## Aim of the exercise
Please format the entries from the line holding "For each instance of the cottage" through the end of the entries, both included, as a two-column CSV with columns named entry and answer. Give one row per entry, with its text and its answer each in a single quoted field and any line breaks replaced by spaces.

──────────────────────────────

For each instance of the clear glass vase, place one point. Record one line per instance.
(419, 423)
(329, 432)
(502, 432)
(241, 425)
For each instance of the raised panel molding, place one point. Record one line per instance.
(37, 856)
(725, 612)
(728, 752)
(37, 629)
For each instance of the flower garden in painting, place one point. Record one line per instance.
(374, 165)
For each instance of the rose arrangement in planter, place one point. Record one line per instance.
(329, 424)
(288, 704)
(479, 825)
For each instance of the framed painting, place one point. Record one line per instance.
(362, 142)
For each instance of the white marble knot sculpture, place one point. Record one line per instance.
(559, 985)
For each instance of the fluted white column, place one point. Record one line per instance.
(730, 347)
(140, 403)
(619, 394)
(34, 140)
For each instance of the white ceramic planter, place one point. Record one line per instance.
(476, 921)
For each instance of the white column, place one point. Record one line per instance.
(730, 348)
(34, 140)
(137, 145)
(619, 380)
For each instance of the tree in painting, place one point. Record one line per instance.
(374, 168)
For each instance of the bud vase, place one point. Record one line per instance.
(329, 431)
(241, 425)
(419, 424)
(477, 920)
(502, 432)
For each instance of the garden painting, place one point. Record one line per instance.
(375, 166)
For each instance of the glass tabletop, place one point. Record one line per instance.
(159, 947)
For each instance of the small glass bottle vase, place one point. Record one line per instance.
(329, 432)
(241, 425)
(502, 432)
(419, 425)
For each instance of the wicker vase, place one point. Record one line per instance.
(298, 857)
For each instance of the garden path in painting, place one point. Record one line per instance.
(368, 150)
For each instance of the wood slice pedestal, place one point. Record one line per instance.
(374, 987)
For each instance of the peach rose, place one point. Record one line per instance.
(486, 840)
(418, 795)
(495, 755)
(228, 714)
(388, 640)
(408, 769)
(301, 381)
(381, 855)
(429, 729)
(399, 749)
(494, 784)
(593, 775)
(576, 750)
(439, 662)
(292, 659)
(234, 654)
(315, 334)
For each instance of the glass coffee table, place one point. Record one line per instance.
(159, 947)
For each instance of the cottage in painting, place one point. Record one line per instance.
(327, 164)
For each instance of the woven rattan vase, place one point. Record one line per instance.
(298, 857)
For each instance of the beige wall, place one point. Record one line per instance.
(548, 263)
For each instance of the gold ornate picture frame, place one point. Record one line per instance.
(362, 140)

──────────────────────────────

## Written solution
entry,answer
"For each instance of the cottage in painting, place one point. Record one line per instance.","(327, 164)"
"For each instance of the woven rattan vase, place one point. Record one line per instance.","(298, 857)"
"For each instance of the beige wall, place one point. Record one line per instance.","(548, 263)"
"For each instance of the gold ornate picture frame, place one point. Record one line per instance.","(362, 140)"